YOUR ASSIGNMENT » Would you return each record that follows word for word, without its pictures?

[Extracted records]
-- Opening Marker --

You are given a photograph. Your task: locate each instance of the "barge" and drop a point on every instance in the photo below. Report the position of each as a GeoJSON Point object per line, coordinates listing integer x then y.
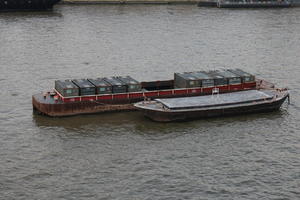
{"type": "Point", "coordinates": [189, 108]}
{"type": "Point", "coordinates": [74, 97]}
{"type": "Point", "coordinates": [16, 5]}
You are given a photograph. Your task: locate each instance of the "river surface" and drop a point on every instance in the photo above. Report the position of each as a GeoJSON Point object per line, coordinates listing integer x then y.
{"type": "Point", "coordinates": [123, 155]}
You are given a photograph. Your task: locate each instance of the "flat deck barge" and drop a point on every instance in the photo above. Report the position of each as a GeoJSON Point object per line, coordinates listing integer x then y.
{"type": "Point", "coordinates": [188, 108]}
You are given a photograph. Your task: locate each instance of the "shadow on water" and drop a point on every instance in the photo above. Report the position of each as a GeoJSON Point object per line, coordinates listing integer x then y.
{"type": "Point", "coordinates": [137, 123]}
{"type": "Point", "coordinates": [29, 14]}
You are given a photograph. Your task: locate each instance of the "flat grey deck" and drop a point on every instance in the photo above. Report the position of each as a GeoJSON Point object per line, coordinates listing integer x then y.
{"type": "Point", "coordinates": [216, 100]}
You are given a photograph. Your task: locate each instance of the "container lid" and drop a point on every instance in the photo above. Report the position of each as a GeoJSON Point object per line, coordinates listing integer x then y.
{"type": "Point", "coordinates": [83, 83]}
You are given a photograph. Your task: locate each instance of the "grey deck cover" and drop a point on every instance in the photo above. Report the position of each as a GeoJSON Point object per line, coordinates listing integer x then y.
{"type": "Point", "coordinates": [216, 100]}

-- Closing Marker --

EXERCISE ANSWER »
You are given a photograph. Your task: locate each instance of the "barge" and drop a point on every instance in the photo below. Report the position of each as a GeoJSON Point object per line, coordinates listing integer x then y.
{"type": "Point", "coordinates": [189, 108]}
{"type": "Point", "coordinates": [74, 97]}
{"type": "Point", "coordinates": [16, 5]}
You are given a photograph. Your task: locate each instance of the "river surface" and drop a point on every instance in the photo above. Report the position of each as a GeoJSON Point object per line, coordinates listing integer x then y.
{"type": "Point", "coordinates": [123, 155]}
You are given a photograph. Your task: locate each instance of the "flat deck barge" and drop a point on every instance in the photo above. Report the position of each as a GeoJSON Point object per line, coordinates listing integer x then y.
{"type": "Point", "coordinates": [188, 108]}
You are given a photograph. Your task: locate each instance of the "shadow on water" and drop a point on every instance in the photo above. Report the position of each as a GeoJSON Point object per line, coordinates listing integer x then y.
{"type": "Point", "coordinates": [137, 123]}
{"type": "Point", "coordinates": [29, 14]}
You are given a photograph. Your task: locate each instance of the "flat grey deck" and drop a point on every instance in the photo above. Report the position of each as a GeoJSON Point object per line, coordinates listing integer x then y.
{"type": "Point", "coordinates": [216, 100]}
You are given a photograph. Your task: locate each instance of the "container lid" and drop a point on every instance in the photo above. Report the position of each as a GeoJSON Point object per line, coordinates listing integer x then y.
{"type": "Point", "coordinates": [83, 83]}
You are given a photograph. Your task: locate each instance of the "grey deck cover" and drop a point on every instance in the photo above. Report the position of each as a GeoJSON Point object per line, coordinates listing integer x then y.
{"type": "Point", "coordinates": [216, 100]}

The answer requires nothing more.